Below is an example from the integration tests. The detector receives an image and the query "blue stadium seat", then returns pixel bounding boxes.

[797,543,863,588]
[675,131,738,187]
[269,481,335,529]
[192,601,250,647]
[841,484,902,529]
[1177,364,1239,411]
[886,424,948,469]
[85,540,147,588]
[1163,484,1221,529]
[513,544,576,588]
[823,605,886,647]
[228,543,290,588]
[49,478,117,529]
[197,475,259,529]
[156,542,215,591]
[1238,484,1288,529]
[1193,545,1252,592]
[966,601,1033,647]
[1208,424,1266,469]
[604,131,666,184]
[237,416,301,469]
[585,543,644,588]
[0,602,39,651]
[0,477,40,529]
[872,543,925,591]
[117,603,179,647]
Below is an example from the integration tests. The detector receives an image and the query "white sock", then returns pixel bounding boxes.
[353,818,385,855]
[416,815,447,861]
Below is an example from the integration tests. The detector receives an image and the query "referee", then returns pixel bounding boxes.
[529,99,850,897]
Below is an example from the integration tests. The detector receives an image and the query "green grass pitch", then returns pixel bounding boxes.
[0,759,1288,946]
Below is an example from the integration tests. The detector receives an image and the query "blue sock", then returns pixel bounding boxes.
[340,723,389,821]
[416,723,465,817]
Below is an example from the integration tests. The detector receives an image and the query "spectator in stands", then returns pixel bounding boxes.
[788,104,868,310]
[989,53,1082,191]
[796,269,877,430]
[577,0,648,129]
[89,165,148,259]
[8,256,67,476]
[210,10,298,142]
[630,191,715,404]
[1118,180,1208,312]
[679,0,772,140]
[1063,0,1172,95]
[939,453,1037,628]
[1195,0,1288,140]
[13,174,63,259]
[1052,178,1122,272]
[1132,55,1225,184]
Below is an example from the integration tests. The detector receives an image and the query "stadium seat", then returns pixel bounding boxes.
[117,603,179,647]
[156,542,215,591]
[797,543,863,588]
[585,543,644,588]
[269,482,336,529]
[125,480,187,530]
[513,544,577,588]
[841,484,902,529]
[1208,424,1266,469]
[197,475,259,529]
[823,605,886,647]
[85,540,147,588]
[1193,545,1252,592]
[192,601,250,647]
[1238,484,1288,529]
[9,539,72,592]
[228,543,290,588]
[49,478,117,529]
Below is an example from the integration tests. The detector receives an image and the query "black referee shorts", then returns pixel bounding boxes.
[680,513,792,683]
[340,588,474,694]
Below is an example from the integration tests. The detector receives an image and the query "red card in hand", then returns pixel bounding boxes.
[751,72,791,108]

------------------------------------------------------------

Gather each line in the rows above that contains the string "stadium". Case counts.

Below is an example from the integration tests. The detector receives an image and the query "blue stadium seat", then returns pixel bounding boxes.
Below is an example from the integration tests. The detector receives an image and the query "stadium seat", then returns pixel bounding boxes.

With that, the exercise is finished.